→ Goal 1
Using the text on heat/cool injection molding, answer each of these:
(a) What is the thinnest part wall that has already been molded with the process?
(b) Which company coined and trademarked the term "Variotherm"?
(c) How fast can mold temperature rise when the heating and cooling phases are decoupled?
→ Goal 2
Carry on the text about heat/cool injection molding, starting after its final sentence.

→ Supplied text

════════

Processing benefits include longer, more uniform holding pressure, even in areas far from the gate, which can lower injection pressure and clamping requirements; improved flow lengths; reduction of internal part stresses; and reduction or elimination of weld lines, jetting, silver streaks, or sink marks. Other significant benefits are improved replication of minute mold-surface details and improved part surface finish. For example, it reportedly can ensure a smooth, resin-rich surface in glass-reinforced parts or prevent visible bubbles or “splay” in foamed parts. Thermal cycling of the mold can eliminate post-mold downstream operations such as sanding, annealing, priming, and painting to hide surface defects. At least one supplier says it is used to initiate chemical curing reactions in the mold. Heat/cool molding is being increasingly considered for thin-wall applications due to the reduced filling pressure and injection pressure requirements. Parts down to 0.4 mm have already been molded using the process. 

Dynamic mold-temperature cycling has been used for flat parts, complex shapes, and large or small parts. Heat/cool, or variable-temperature molding is often called “Variotherm” molding, a term coined and trademarked by Werkzeugbau Siegfried Hofmann GmbH in Lichtenfels, Germany (hofman-wzb.de). The process has several different variants. It is not for every application, yet because suppliers are making the process more efficient and easier to implement, it is finding an increasing diversity of applications from automotive bumpers to television flat-screen frames, cellphone cases, laptop covers, automotive lenses, and niche areas such as lab-on-chip devices with molded micro-capillary structures.

Early successes in commercializing the various heat/cool technologies are being driven mostly by firms in Germany or France, including Hofmann, Single Temperiertechnik GmbH, Gesellschaft Warme Kalttechnik mbH (GWK), RocTool, Wittmann Battenfeld, and Engel. The different approaches add complexity to the tool, and usually require a temperature sensor in the mold that gives a signal to the injection press or temperature controller. Newer approaches decouple the heating and cooling phases, which allows for mold-temperature increases as rapid as 25° C/sec. Several of the processes enhance cooling by incorporating thermally conductive inserts and/or conformal cooling channels that follow the contours of the part more closely than traditional gun-drilled straight channels.

Molders can raise the temperature of their mold surface using various means:

  • Convection heating with water or oil through single or multiple heat/cool circuits in the tool. Hot dry air or steam is also used—turned on and off during injection/cooling. (Steam is being used mainly by developers in Japan.)

════════

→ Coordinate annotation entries
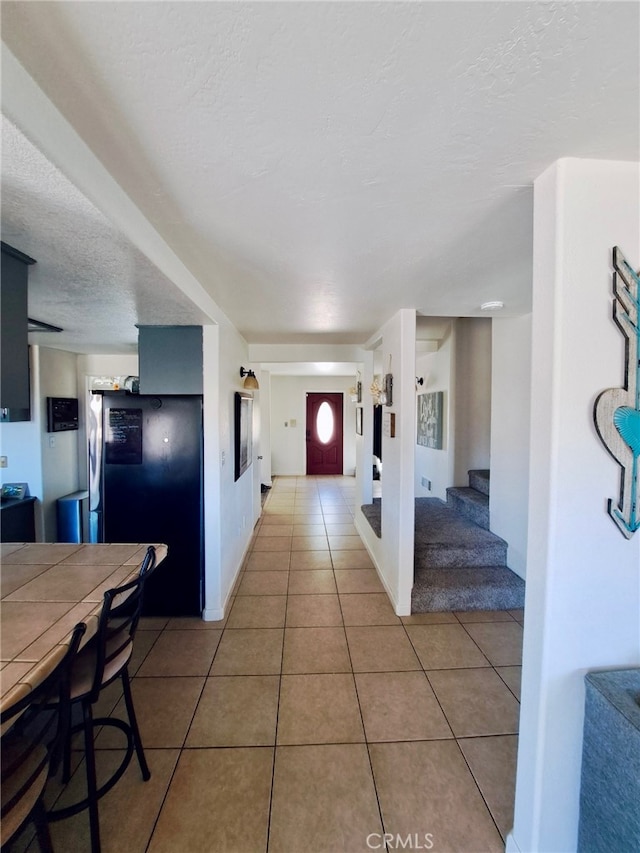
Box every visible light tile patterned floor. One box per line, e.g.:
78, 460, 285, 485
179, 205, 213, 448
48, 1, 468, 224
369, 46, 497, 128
23, 477, 523, 853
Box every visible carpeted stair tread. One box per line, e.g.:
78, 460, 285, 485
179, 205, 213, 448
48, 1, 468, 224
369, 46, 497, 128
411, 566, 525, 613
415, 498, 507, 546
447, 486, 489, 530
360, 498, 382, 539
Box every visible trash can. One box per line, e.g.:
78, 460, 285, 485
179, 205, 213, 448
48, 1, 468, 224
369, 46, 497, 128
56, 490, 89, 542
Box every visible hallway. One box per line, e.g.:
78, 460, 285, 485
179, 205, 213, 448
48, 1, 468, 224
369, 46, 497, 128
42, 477, 523, 853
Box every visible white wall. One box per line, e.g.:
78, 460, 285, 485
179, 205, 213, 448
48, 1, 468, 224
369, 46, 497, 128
40, 347, 80, 542
507, 159, 640, 853
271, 376, 356, 476
355, 308, 416, 616
450, 317, 491, 486
204, 323, 260, 620
414, 323, 456, 501
490, 314, 531, 578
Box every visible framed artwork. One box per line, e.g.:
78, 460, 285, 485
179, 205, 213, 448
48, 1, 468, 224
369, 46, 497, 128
234, 391, 253, 480
417, 391, 444, 450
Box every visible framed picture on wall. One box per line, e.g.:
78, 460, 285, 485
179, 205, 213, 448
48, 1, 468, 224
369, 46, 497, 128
234, 391, 253, 480
417, 391, 444, 450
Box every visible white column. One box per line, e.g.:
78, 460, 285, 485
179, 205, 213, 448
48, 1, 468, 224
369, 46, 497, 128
507, 159, 640, 853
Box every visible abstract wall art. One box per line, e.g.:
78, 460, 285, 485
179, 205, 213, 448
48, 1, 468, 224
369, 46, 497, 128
593, 246, 640, 539
417, 391, 444, 450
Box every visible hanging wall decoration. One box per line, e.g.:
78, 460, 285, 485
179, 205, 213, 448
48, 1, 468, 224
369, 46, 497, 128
417, 391, 444, 450
593, 246, 640, 539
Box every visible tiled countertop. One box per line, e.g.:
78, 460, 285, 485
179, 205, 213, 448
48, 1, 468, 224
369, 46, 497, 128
0, 543, 167, 698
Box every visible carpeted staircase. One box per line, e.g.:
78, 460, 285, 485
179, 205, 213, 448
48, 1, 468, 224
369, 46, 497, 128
411, 470, 524, 613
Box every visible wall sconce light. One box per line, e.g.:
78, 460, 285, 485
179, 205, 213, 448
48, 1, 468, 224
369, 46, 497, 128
240, 367, 260, 391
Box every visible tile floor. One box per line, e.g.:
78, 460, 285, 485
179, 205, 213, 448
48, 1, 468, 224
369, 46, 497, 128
26, 477, 523, 853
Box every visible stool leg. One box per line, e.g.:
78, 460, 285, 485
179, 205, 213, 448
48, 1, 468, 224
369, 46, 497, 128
121, 667, 151, 782
33, 800, 53, 853
82, 702, 100, 853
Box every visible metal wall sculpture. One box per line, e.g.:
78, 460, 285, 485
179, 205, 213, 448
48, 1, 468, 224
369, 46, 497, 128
593, 246, 640, 539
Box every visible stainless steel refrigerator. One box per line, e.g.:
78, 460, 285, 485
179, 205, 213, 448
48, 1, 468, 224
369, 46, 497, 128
88, 391, 204, 616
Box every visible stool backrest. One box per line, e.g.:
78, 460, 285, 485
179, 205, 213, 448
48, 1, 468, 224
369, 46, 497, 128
91, 545, 156, 702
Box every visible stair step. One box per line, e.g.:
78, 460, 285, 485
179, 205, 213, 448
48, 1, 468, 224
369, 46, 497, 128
411, 566, 525, 613
447, 486, 489, 530
467, 468, 491, 497
414, 498, 507, 570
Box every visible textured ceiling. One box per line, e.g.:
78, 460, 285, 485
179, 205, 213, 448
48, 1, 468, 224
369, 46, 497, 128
1, 0, 640, 352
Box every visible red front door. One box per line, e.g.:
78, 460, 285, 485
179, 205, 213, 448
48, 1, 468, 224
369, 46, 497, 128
307, 393, 342, 474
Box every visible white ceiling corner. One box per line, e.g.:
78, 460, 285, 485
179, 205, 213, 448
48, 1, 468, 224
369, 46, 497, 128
0, 0, 640, 352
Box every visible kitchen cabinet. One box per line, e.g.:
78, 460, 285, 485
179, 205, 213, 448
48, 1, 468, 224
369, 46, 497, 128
138, 326, 203, 394
0, 243, 35, 421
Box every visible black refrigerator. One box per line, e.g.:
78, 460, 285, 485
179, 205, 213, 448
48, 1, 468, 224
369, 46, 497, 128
88, 391, 204, 616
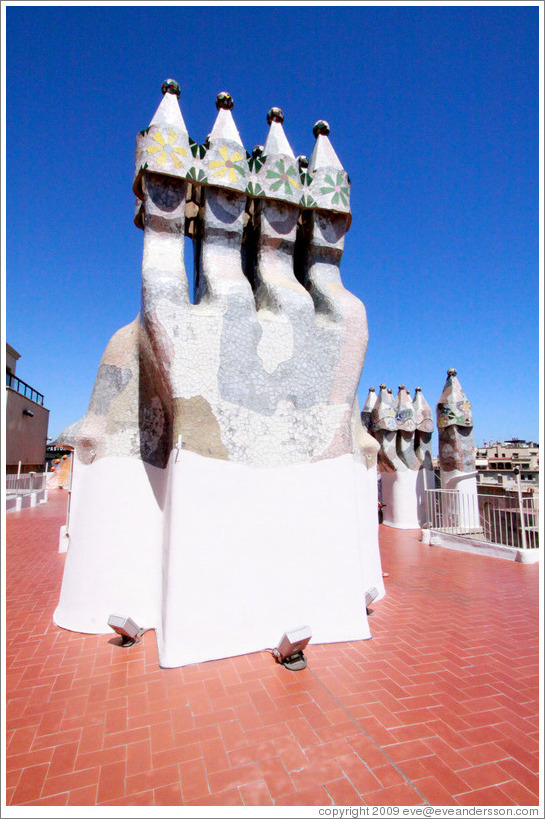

════════

→ Task answer 1
(a) 0.4 mm
(b) Werkzeugbau Siegfried Hofmann GmbH in Lichtenfels, Germany
(c) As rapid as 25° C/sec

→ Task answer 2
  • Conduction (using electric or ceramic heating cartridges in the mold).
  • Induction by means of an inductor that generates an alternating electromagnetic field. Inductors can be integrated into the mold or built in a “cage” surrounding the mold.
  • Radiation from infrared lamps.

 

CONDUCTION SUCCESSES

GWK, a maker of mold-temperature-control and cooling equipment in Kierspe, Germany (gwk.com), says its Dynamic Mold Temperature Control has been used for many heat/cool applications. Its dynamic Mold Temperature Control process is a combination of high-density ceramic heaters (800W/in.2) mounted just below the tool surface and conformal cavity and core cooling channels. In thin mold sections that cannot accommodate conformal cooling, GWK uses thermally conductive inserts that extend back to the cooling channels. These approaches reportedly can heat at 30° C/sec and cool at 10° C/sec. Temperatures with this process range from 41 F to 750 F says Peter Lipp, operations manager for YellowBox Technologies, LLC, Union Ky. (yellowboxengineering.com), representing GWK in the USA and Canada.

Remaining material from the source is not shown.